START DATA TO PROCESS

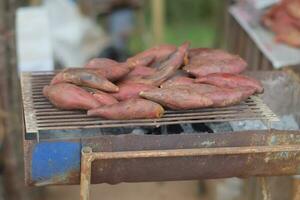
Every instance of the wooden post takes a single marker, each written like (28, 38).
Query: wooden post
(158, 20)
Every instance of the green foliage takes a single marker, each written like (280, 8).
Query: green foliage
(182, 11)
(186, 20)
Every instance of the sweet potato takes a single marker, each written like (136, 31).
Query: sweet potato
(167, 69)
(129, 109)
(208, 61)
(231, 81)
(131, 90)
(140, 71)
(69, 96)
(178, 80)
(110, 69)
(136, 61)
(179, 97)
(100, 63)
(104, 98)
(84, 77)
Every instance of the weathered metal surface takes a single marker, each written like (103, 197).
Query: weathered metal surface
(88, 157)
(41, 117)
(237, 164)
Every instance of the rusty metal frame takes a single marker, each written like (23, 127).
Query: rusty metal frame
(88, 156)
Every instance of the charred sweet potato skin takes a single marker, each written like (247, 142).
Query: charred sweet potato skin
(129, 109)
(68, 96)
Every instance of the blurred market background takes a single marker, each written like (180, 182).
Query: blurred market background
(67, 33)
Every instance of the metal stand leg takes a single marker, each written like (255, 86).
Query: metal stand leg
(264, 188)
(85, 176)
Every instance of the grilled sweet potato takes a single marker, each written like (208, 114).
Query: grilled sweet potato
(129, 109)
(231, 81)
(167, 69)
(84, 77)
(177, 80)
(131, 90)
(104, 98)
(208, 61)
(140, 71)
(178, 97)
(101, 62)
(137, 61)
(108, 68)
(69, 96)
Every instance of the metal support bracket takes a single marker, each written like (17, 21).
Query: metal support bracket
(88, 156)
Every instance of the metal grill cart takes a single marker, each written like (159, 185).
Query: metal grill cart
(66, 147)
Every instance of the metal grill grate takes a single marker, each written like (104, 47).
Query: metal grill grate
(41, 115)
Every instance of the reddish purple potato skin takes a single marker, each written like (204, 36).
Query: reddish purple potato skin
(207, 61)
(105, 98)
(177, 97)
(180, 80)
(84, 77)
(167, 69)
(110, 69)
(68, 96)
(130, 90)
(231, 81)
(129, 109)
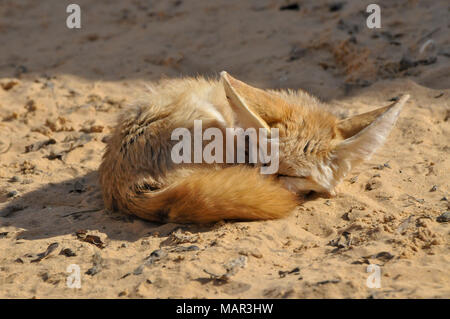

END DATA TO PROCESS

- _PROBLEM STATEMENT_:
Repeat, word for word and with no pictures, only the lines running from the beginning of the data to the line that contains "Every instance of the sweet".

- _OUTPUT OF THE TASK_:
Every instance of the wooden post takes a single marker, each written like (28, 38).
Query: wooden post
(158, 20)
Every instance of the green foliage takes a single marker, each written like (280, 8).
Query: green foliage
(182, 11)
(186, 20)
Every instance of the sweet potato takes a single marker, each written like (136, 31).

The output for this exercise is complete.